Reproduce every one of the following items verbatim, with each line unchanged.

(Entries drawn from a dataset)
----
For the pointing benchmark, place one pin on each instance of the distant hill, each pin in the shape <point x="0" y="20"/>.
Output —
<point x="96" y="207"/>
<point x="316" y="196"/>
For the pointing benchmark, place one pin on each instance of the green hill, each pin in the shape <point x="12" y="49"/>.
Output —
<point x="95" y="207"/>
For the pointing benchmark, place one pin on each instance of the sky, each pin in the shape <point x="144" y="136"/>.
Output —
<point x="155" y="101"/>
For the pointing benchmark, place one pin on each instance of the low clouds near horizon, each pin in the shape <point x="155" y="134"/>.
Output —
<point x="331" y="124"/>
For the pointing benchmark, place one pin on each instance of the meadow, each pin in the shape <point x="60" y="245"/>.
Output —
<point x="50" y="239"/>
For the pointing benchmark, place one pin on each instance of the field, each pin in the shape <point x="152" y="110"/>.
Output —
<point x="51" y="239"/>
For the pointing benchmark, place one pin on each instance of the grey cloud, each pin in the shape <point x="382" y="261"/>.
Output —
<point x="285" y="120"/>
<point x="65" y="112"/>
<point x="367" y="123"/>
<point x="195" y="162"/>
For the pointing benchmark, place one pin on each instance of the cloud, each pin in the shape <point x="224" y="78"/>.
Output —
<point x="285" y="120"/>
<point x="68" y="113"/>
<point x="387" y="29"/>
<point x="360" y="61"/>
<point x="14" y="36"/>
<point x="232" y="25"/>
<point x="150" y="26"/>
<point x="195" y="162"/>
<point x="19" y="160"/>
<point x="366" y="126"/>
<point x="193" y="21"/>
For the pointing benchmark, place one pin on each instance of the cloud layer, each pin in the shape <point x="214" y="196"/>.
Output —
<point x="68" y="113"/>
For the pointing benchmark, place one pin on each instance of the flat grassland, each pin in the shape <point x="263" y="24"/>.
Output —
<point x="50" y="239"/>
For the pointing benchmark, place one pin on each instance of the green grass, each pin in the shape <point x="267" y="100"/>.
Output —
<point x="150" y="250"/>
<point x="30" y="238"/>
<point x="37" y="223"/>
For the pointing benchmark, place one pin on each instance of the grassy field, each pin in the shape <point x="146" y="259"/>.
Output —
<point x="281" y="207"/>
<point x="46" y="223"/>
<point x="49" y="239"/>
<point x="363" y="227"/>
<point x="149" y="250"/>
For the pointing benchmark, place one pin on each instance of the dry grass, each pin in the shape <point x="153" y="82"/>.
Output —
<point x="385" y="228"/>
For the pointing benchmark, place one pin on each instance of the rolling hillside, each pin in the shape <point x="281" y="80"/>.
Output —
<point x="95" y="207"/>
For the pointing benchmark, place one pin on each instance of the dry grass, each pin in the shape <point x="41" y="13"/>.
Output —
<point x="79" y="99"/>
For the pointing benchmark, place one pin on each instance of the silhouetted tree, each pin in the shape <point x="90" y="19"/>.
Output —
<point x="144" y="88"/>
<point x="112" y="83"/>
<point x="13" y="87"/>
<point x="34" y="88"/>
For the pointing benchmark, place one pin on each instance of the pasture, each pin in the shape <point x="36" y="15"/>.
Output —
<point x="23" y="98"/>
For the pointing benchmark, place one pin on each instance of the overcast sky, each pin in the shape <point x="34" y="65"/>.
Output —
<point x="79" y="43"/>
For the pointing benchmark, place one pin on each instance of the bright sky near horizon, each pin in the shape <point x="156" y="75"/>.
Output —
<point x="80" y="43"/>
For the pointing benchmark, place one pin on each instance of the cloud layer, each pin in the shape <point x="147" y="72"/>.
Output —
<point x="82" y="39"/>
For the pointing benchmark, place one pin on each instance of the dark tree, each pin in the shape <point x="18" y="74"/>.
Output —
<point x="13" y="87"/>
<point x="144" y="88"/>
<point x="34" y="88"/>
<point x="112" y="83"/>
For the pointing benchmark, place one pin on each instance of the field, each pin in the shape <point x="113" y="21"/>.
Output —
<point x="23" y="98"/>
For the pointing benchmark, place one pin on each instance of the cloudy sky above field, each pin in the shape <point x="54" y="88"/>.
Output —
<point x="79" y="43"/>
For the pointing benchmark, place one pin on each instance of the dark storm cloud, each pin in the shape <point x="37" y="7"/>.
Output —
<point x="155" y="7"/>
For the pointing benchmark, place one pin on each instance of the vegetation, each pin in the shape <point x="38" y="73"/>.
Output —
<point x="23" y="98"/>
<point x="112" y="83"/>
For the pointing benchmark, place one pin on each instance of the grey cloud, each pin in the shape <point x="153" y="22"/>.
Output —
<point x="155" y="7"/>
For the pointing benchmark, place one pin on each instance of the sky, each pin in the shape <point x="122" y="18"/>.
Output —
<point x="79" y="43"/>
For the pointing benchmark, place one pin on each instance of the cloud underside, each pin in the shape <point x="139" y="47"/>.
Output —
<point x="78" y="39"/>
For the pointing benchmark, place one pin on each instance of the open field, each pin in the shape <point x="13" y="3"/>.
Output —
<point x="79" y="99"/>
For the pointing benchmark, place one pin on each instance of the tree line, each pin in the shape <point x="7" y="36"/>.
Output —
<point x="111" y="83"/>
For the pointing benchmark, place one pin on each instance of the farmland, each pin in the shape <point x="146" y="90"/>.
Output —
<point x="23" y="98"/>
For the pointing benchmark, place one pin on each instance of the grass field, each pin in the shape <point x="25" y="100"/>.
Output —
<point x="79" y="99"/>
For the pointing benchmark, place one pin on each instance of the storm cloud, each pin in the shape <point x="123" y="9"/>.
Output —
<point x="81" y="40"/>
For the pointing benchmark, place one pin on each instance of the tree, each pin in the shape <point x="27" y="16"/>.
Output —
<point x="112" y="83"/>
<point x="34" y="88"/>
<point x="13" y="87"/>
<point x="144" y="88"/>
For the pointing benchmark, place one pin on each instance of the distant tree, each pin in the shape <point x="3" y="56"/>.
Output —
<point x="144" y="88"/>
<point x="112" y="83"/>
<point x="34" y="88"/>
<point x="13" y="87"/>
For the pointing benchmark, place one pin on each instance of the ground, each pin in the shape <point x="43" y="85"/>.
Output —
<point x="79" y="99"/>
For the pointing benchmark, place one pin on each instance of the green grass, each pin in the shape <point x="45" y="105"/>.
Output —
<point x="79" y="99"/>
----
*Written answer*:
For the pointing benchmark, place one pin on each instance of the distant hill, each pin in the shape <point x="0" y="20"/>.
Output —
<point x="96" y="207"/>
<point x="316" y="196"/>
For the pointing benchmark, place one pin on each instance of the green hill, each pin in the shape <point x="12" y="49"/>.
Output —
<point x="95" y="207"/>
For the pointing benchmark, place one pin on each instance of the sky, each pin in the shape <point x="144" y="136"/>.
Output —
<point x="155" y="101"/>
For the pointing benchmark, place one pin on each instance of the low clouds near horizon, each pin in the shape <point x="155" y="134"/>.
Output —
<point x="331" y="124"/>
For the pointing benchmark, place one pin on each instance of the meadow, each pin in the shape <point x="60" y="245"/>.
Output —
<point x="50" y="239"/>
For the pointing benchmark, place one pin on each instance of the field, each pin in the shape <point x="152" y="110"/>.
Output —
<point x="51" y="239"/>
For the pointing benchmark, place one pin on each instance of the grey cloud, each pin in the shape <point x="382" y="261"/>.
Output —
<point x="285" y="120"/>
<point x="65" y="112"/>
<point x="367" y="123"/>
<point x="195" y="162"/>
For the pointing benchmark, place one pin on each instance of the cloud, each pin in the shape <point x="224" y="78"/>.
Output —
<point x="285" y="120"/>
<point x="68" y="113"/>
<point x="387" y="29"/>
<point x="360" y="61"/>
<point x="14" y="36"/>
<point x="232" y="25"/>
<point x="150" y="26"/>
<point x="195" y="162"/>
<point x="19" y="160"/>
<point x="366" y="126"/>
<point x="193" y="21"/>
For the pointing benchmark, place one pin on each instance of the cloud layer, each pin in the shape <point x="214" y="196"/>.
Output —
<point x="68" y="113"/>
For the pointing benchmark, place one pin on each instance of the flat grassland, each pin in the shape <point x="263" y="24"/>.
Output —
<point x="50" y="239"/>
For the pointing benchmark, place one pin on each instance of the green grass, each pin in the shape <point x="267" y="100"/>.
Output —
<point x="150" y="250"/>
<point x="30" y="238"/>
<point x="37" y="223"/>
For the pointing benchmark, place one pin on each instance of the grassy field, each pin in the shape <point x="146" y="259"/>.
Output —
<point x="281" y="207"/>
<point x="46" y="223"/>
<point x="49" y="239"/>
<point x="363" y="227"/>
<point x="149" y="250"/>
For the pointing benchmark, place one pin on each instance of the dry grass, each pin in the shape <point x="153" y="82"/>.
Output —
<point x="385" y="228"/>
For the pointing benchmark, place one pin on each instance of the rolling hillside, each pin in the shape <point x="281" y="80"/>.
Output —
<point x="95" y="207"/>
For the pointing benchmark, place one pin on each instance of the dry grass, each pin in the shape <point x="41" y="13"/>.
Output —
<point x="79" y="99"/>
For the pointing benchmark, place one pin on each instance of the silhouetted tree, each pin in the shape <point x="90" y="19"/>.
Output —
<point x="144" y="88"/>
<point x="112" y="83"/>
<point x="13" y="87"/>
<point x="34" y="88"/>
For the pointing benchmark, place one pin on each instance of the pasture, each pin in the shape <point x="36" y="15"/>.
Output —
<point x="23" y="98"/>
For the pointing benchmark, place one pin on each instance of the overcast sky, each pin in the shape <point x="34" y="65"/>.
Output —
<point x="79" y="43"/>
For the pointing benchmark, place one pin on each instance of the bright sky near horizon, each pin in the shape <point x="156" y="75"/>.
Output —
<point x="80" y="43"/>
For the pointing benchmark, place one pin on each instance of the cloud layer, each pin in the shape <point x="147" y="72"/>.
Output —
<point x="82" y="39"/>
For the pointing benchmark, place one pin on each instance of the dark tree, each pin in the shape <point x="18" y="74"/>.
Output —
<point x="13" y="87"/>
<point x="144" y="88"/>
<point x="34" y="88"/>
<point x="112" y="83"/>
For the pointing benchmark, place one pin on each instance of the field, each pin in the shape <point x="113" y="21"/>.
Output —
<point x="23" y="98"/>
For the pointing benchmark, place one pin on each instance of the cloudy sky above field, each pin in the shape <point x="54" y="88"/>.
Output —
<point x="79" y="43"/>
For the pointing benchmark, place one pin on each instance of the dark storm cloud, each pin in the shape <point x="37" y="7"/>.
Output —
<point x="155" y="7"/>
For the pointing benchmark, place one pin on each instance of the vegetation, each pin in the shape <point x="38" y="73"/>.
Output —
<point x="23" y="98"/>
<point x="112" y="83"/>
For the pointing benchmark, place one pin on each instance of the grey cloud, each pin in the shape <point x="153" y="22"/>.
Output —
<point x="155" y="7"/>
For the pointing benchmark, place one pin on each instance of the sky, each pin in the shape <point x="122" y="18"/>.
Output —
<point x="79" y="43"/>
For the pointing benchmark, place one pin on each instance of the cloud underside, each pin in the shape <point x="139" y="47"/>.
Output —
<point x="78" y="39"/>
For the pointing benchmark, place one pin on each instance of the open field, each pin in the shape <point x="13" y="3"/>.
Output —
<point x="79" y="99"/>
For the pointing benchmark, place one pin on each instance of the tree line, each pin in the shape <point x="7" y="36"/>.
Output —
<point x="111" y="83"/>
For the pointing benchmark, place one pin on each instance of the farmland, each pin in the shape <point x="146" y="90"/>.
Output —
<point x="23" y="98"/>
For the pointing benchmark, place one pin on each instance of the grass field, each pin in the shape <point x="25" y="100"/>.
Output —
<point x="79" y="99"/>
For the pointing benchmark, place one pin on each instance of the storm cloud, each pin in the shape <point x="123" y="9"/>.
Output —
<point x="81" y="40"/>
For the pointing benchmark, place one pin on each instance of the tree, each pin in the shape <point x="27" y="16"/>.
Output —
<point x="112" y="83"/>
<point x="34" y="88"/>
<point x="13" y="87"/>
<point x="144" y="88"/>
For the pointing benchmark, place one pin on each instance of the distant tree, each pin in the shape <point x="3" y="56"/>.
Output —
<point x="144" y="88"/>
<point x="112" y="83"/>
<point x="34" y="88"/>
<point x="13" y="87"/>
For the pointing benchmark, place one pin on each instance of the ground, each pin in the shape <point x="43" y="85"/>.
Output —
<point x="79" y="99"/>
For the pointing benchmark, place one pin on each instance of the green grass, each pin in the shape <point x="45" y="105"/>.
Output —
<point x="79" y="99"/>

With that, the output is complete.